▶ [PROBLEM TO WORK ON]
All of the records listed below should be retyped exactly.

Recorded data
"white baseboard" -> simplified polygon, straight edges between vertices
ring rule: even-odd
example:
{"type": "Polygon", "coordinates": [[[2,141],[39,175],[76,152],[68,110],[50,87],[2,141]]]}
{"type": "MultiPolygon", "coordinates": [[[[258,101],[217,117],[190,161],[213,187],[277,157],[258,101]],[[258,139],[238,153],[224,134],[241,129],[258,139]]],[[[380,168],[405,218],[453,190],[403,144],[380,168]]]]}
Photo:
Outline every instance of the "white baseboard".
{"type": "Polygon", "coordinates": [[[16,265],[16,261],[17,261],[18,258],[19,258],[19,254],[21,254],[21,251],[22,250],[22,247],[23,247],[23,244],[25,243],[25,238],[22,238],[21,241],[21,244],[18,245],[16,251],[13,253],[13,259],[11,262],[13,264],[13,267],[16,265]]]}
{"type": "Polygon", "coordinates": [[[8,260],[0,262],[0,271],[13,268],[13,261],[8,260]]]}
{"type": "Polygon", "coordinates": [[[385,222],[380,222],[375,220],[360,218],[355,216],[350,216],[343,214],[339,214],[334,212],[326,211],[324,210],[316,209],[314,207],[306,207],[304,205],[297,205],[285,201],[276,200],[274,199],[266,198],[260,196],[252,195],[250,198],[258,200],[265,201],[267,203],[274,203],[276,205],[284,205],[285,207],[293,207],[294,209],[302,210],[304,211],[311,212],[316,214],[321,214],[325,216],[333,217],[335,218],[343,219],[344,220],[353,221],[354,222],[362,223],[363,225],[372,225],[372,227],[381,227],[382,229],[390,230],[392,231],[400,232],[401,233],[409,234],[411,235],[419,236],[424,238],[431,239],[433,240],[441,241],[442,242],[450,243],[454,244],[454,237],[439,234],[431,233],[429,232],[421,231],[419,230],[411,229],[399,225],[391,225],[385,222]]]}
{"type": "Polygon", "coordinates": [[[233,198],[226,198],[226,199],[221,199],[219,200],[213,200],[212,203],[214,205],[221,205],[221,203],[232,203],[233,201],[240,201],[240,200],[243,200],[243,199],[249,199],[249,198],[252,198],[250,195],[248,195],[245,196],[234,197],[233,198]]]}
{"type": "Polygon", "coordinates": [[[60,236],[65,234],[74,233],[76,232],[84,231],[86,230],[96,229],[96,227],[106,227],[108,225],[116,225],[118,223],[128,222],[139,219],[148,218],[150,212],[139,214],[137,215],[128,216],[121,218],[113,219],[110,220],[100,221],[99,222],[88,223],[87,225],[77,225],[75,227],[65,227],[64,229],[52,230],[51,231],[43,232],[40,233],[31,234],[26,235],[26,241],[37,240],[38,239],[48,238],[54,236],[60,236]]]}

▶ [OUTPUT FOR THIS TASK]
"white baseboard" -> simplified polygon, straight edges between vertices
ring rule: even-odd
example:
{"type": "Polygon", "coordinates": [[[2,141],[39,175],[76,152],[68,110],[50,87],[2,141]]]}
{"type": "MultiPolygon", "coordinates": [[[[258,101],[217,117],[190,161],[213,187],[277,157],[258,101]],[[258,139],[238,153],[224,134],[241,129],[258,139]]],[[[380,168],[405,218],[453,190],[403,144],[380,168]]]]}
Photo:
Outline every instance of the "white baseboard".
{"type": "Polygon", "coordinates": [[[16,265],[16,261],[17,261],[18,258],[19,258],[19,254],[21,254],[21,251],[22,250],[22,247],[23,247],[23,244],[25,243],[25,238],[22,238],[21,241],[21,244],[18,245],[16,251],[13,253],[13,259],[11,262],[13,264],[13,267],[16,265]]]}
{"type": "Polygon", "coordinates": [[[8,260],[0,262],[0,271],[13,268],[13,261],[8,260]]]}
{"type": "Polygon", "coordinates": [[[385,222],[380,222],[375,220],[360,218],[355,216],[350,216],[343,214],[339,214],[334,212],[326,211],[324,210],[316,209],[314,207],[306,207],[304,205],[297,205],[285,201],[276,200],[274,199],[266,198],[260,196],[252,195],[250,198],[258,200],[265,201],[267,203],[274,203],[276,205],[284,205],[285,207],[293,207],[294,209],[302,210],[304,211],[311,212],[316,214],[321,214],[325,216],[333,217],[335,218],[343,219],[344,220],[353,221],[354,222],[362,223],[363,225],[372,225],[372,227],[381,227],[382,229],[390,230],[392,231],[400,232],[401,233],[409,234],[411,235],[419,236],[424,238],[431,239],[433,240],[441,241],[442,242],[450,243],[454,244],[454,237],[439,234],[431,233],[429,232],[421,231],[419,230],[411,229],[399,225],[391,225],[385,222]]]}
{"type": "Polygon", "coordinates": [[[233,198],[226,198],[226,199],[221,199],[219,200],[213,200],[212,203],[214,205],[221,205],[221,203],[232,203],[233,201],[240,201],[240,200],[243,200],[243,199],[249,199],[249,198],[252,198],[250,195],[248,195],[245,196],[234,197],[233,198]]]}
{"type": "Polygon", "coordinates": [[[60,236],[65,234],[74,233],[76,232],[84,231],[86,230],[96,229],[96,227],[106,227],[108,225],[116,225],[118,223],[128,222],[139,219],[148,218],[150,212],[139,214],[137,215],[128,216],[121,218],[113,219],[110,220],[100,221],[99,222],[88,223],[87,225],[77,225],[75,227],[65,227],[64,229],[52,230],[51,231],[43,232],[40,233],[31,234],[26,235],[26,241],[37,240],[38,239],[48,238],[54,236],[60,236]]]}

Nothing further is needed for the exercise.